(Point labeling examples)
============================================================

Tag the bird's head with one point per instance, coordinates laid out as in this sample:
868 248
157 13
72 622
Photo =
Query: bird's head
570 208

============================================================

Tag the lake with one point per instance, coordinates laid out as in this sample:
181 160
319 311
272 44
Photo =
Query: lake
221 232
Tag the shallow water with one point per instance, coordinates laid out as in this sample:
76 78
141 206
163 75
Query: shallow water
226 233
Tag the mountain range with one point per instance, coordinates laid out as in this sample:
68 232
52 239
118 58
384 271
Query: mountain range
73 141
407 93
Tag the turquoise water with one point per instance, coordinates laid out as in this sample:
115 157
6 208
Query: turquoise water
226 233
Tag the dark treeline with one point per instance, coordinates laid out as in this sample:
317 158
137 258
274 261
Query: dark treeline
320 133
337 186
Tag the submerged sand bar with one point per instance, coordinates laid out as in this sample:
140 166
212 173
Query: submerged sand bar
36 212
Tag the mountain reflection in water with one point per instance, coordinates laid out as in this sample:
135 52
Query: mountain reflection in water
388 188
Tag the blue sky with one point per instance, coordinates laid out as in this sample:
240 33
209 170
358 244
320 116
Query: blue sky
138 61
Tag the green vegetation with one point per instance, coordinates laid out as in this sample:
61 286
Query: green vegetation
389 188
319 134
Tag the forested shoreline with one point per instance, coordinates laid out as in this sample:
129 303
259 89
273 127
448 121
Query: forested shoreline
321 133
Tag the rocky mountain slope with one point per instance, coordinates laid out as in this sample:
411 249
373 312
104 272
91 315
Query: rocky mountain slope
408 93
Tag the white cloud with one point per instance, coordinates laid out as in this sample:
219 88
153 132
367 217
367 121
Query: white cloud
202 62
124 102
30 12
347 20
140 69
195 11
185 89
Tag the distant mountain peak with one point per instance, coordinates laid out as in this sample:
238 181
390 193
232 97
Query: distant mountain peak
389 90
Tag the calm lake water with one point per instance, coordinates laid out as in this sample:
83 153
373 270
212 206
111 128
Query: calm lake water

============================================================

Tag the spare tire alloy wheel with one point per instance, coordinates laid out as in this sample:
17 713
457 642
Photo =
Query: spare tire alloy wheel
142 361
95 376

============================================================

GIVEN PROBLEM » Rewrite the material from the line with "Tag the blue" up to and including the line with "Query: calm lake water", swapping "instance" for "occurrence" and leaving everything else unchanged. Give only those lines.

THE RESPONSE »
Tag the blue sky with one point per occurrence, coordinates laid out as in this sample:
240 33
209 170
358 244
320 116
Query: blue sky
138 61
Tag the green vegetation with one point per occurrence, coordinates laid out as in this sample:
61 286
Query: green vegetation
389 188
319 134
Tag the forested shoreline with one point per occurrence, coordinates laid out as in this sample:
129 303
259 89
273 127
448 121
Query: forested shoreline
321 133
Tag the rocky mountain slope with one point per occurrence, coordinates laid out as in this sample:
411 249
373 312
104 272
91 315
Query: rocky mountain slope
408 93
Tag the white cloud with one point per occurrence, coordinates laid out as in this sample:
219 88
153 132
367 217
367 121
Query: white cloud
202 62
124 102
30 12
347 20
140 69
195 11
185 89
Tag the distant mountain peak with one point per occurrence, coordinates laid out as in this sample:
238 181
390 193
232 97
Query: distant mountain peak
389 90
Tag the calm lake water with one point per occurrence, coordinates laid out as in this sample:
83 153
373 270
212 206
111 128
Query: calm lake water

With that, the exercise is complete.